▶ [Extract provided]:

— BEGIN —

Tonight I went to Jamba Juice with some friends and was coaxed into trying wheatgrass. The workers cut the long pieces of grass from a plant, grind it up, and then put the pricy juice in a plastic container that is similar to what one would take Nyquil in.
Plastic cup stuck to my lips, I sucked in the foamy swamp with one swift sip, and chocked it down. A flavor that I imagine would be similar to a bite of my grandparent’s garden, filled my taste buds, but in a sense it wasn’t that bad, it was a natural taste right? The greenish goop slid down my throat and suddenly I felt stronger (on a subconscious level of coarse,) because this “health juice” was in me.
According to Jamba Juice, wheatgrass has some great benefits for ones body. Due to its content of chlorophyll and the fact that it contains all amino acids it’s nutritional. Some great benefactors are that it detoxifies your blood, makes your skin look better, assists in digestion, helps metabolize energy and fat, and helps bolsters your immune system.

— END —

Continue the account of trying wheatgrass from its final sentence. The records come from a source separate from the account of trying wheatgrass.

A series of records
— BEGIN —

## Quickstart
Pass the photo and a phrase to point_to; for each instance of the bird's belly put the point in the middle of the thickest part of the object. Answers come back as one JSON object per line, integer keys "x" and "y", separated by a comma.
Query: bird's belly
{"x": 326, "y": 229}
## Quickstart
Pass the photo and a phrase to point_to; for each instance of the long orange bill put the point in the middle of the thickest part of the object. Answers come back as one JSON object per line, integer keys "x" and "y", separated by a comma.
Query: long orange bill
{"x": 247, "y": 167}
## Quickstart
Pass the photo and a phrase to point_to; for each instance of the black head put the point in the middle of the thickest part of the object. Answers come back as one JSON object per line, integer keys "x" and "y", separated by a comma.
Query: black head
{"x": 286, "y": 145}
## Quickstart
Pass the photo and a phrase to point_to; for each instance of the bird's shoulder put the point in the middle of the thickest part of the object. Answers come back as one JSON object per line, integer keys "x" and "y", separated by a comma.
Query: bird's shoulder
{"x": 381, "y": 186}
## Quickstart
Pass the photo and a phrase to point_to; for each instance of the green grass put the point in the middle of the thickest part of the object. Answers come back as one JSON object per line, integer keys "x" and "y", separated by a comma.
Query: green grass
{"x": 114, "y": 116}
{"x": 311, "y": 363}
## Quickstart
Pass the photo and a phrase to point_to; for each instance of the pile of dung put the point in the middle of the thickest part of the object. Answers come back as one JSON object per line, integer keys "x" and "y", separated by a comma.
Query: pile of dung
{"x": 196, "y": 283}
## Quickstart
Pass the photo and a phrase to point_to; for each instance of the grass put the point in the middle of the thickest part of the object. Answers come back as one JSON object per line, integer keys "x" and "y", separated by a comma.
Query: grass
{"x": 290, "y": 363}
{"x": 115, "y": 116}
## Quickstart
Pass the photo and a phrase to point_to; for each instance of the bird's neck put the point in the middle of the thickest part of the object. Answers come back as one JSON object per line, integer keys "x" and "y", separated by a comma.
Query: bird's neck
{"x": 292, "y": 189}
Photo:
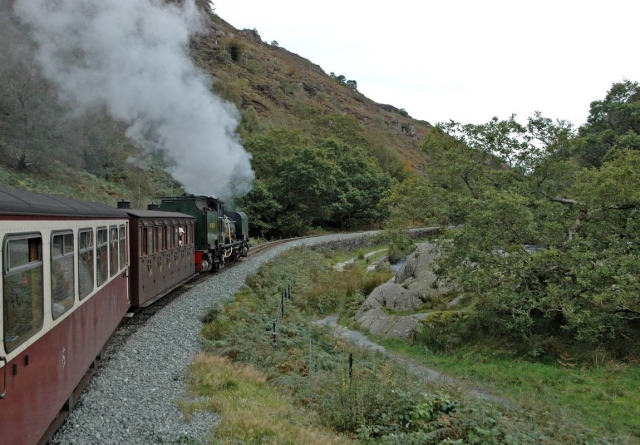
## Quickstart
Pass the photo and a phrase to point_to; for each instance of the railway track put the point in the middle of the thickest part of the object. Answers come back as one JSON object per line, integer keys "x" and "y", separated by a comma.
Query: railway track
{"x": 133, "y": 321}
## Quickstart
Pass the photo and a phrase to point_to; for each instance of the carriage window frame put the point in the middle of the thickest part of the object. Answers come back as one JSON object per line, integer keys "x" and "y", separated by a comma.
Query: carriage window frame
{"x": 122, "y": 232}
{"x": 82, "y": 249}
{"x": 100, "y": 279}
{"x": 65, "y": 255}
{"x": 24, "y": 269}
{"x": 113, "y": 250}
{"x": 144, "y": 240}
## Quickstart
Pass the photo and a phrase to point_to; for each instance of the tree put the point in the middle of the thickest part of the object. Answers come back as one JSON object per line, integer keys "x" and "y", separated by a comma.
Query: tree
{"x": 539, "y": 243}
{"x": 613, "y": 123}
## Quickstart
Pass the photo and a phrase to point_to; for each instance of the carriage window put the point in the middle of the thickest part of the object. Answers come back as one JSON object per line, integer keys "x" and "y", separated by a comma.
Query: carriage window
{"x": 85, "y": 262}
{"x": 113, "y": 250}
{"x": 23, "y": 298}
{"x": 160, "y": 238}
{"x": 165, "y": 237}
{"x": 151, "y": 241}
{"x": 144, "y": 241}
{"x": 156, "y": 240}
{"x": 102, "y": 256}
{"x": 62, "y": 292}
{"x": 180, "y": 236}
{"x": 123, "y": 247}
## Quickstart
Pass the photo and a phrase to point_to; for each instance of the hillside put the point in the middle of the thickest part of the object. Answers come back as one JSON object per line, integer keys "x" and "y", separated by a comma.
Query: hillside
{"x": 288, "y": 90}
{"x": 52, "y": 141}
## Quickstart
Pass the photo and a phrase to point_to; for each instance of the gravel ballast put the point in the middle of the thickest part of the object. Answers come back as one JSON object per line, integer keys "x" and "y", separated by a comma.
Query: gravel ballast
{"x": 133, "y": 397}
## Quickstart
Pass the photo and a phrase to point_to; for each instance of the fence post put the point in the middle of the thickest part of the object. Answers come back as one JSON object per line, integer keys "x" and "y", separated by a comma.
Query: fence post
{"x": 273, "y": 333}
{"x": 282, "y": 305}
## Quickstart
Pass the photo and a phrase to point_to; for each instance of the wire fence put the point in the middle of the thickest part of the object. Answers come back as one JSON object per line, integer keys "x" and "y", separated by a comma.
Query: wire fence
{"x": 281, "y": 310}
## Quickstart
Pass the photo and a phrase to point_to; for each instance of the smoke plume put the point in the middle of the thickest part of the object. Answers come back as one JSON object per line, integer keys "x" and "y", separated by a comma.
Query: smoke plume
{"x": 131, "y": 57}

— END —

▶ [Response]:
So, if you are ever at a Jamba Juice and you want an overpriced, but healthy drink, then take a sip of the syrupy green stuff, and see what benefits wheat grass can have on you.

Wednesday, February 15, 2006


Watch Out Hollywood...Here Comes The Next Audrey Hepburn

“Yeah, sure, sounds like fun,” I manage to spill out as I survey my reflection in the dusty window pane. I had forgotten that I was standing in the dorm hallway looking disheveled, to say the least. I had on slippers, shorts, a tank top, and to set off the look, big round hot rollers in my hair, sticking up at all angles, creating an illusion that they were actually part of my head. I press the back of my cell phone to the front, closing the worn metal device, and run for my closet.
A friend just called me up to see if I wanted to act in one of his sketches, and thinking this was my chance to get my acting debut, or at least be on LATES’ website, I accepted the offer. I had just 15 minutes to disguise myself as pretty, in fancy clothes and heals, and then run up to the field to shoot the sketch.
When I got there I didn’t really know what I was getting into, you never do know with film majors, and with LATE…..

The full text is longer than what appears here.